§ DOCUMENT

--

Me. WAHIS : Acte de défense commun.
Le Président : Acte de défense commun que vous lisez Maître WAHIS. Donc, pour les
deux accusées Mesdames MUKANGANGO et MUKABUTERA.
Vous voulez bien en distribuer un exemplaire aux
jurés et jurés suppléants. L'original ? Vous ne l'avez pas encore. L'original
de l'acte de défense pourrait-il être déposé Maître WAHIS ? Il est signé ?
Vous avez la parole pour la lecture de cet acte
de défense.
Me. WAHIS : Je vous remercie, Monsieur le président.

--

§ CONSIGNE 1
Dans l'extrait d'audience ci-dessus, pour quelles deux accusées l'acte de défense commun est-il présenté ?
§ CONSIGNE 2
Poursuivez l'extrait d'audience ci-dessus juste après la dernière phrase de Maître WAHIS.

Enregistrements de placement de points:
--

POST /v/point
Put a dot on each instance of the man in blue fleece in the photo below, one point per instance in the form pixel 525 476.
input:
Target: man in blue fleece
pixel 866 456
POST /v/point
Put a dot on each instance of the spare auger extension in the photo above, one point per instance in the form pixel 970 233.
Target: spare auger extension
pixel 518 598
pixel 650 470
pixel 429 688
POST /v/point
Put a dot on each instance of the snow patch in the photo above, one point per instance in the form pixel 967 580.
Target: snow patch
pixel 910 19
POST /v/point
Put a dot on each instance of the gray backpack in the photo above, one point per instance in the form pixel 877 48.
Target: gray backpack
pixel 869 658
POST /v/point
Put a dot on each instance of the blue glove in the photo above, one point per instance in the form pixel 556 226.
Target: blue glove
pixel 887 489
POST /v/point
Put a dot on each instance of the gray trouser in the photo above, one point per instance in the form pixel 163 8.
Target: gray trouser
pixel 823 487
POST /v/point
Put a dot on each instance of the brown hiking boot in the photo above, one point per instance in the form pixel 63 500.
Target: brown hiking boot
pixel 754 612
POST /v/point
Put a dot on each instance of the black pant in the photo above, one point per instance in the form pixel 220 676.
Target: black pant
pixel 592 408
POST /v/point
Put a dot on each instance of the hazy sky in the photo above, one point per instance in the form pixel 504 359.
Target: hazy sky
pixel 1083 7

--

§ RÉPONSE 1
Pour Mesdames MUKANGANGO et MUKABUTERA.

§ RÉPONSE 2
Mwamutseho, mugire a mahuro
Voilà, Mesdames et Messieurs les jurés un début
de salutations qui vous serait adressé en Kinyarwanda. Ça ne vous dit pas grand-chose et c'est bien normal. Pourquoi devrait-on
attendre de vous que vous ayez une connaissance pointue du Rwanda, de son histoire,
de sa langue, de sa culture, de ses problèmes sociaux ethniques, de son génocide
en 1994. Et pourtant la justice belge vous charge de démêler la vérité judiciaire
de trois affaires en un seul procès. Concernant des faits qui se sont déroulés
à plus de 6.000 kilomètres d'ici, il y a sept ans, dans un contexte de folie
meurtrière que vous pouvez à peine imaginer. Procès extraordinaire, exceptionnel,
grande première clament certains. Sans doute, y a-t-il de la grandeur de la
Belgique, de se doter d'une loi qui lui permet de connaître de tous les crimes
de génocide commis de part le monde et d'empêcher ainsi l'impunité qui souvent
s'attache à de tels actes. Ce faisant, la Belgique se conforme aux conventions
internationales et prend place, il faut pouvoir le dire, dans le peloton de
tête des pays soucieux du respect des droits de l'homme.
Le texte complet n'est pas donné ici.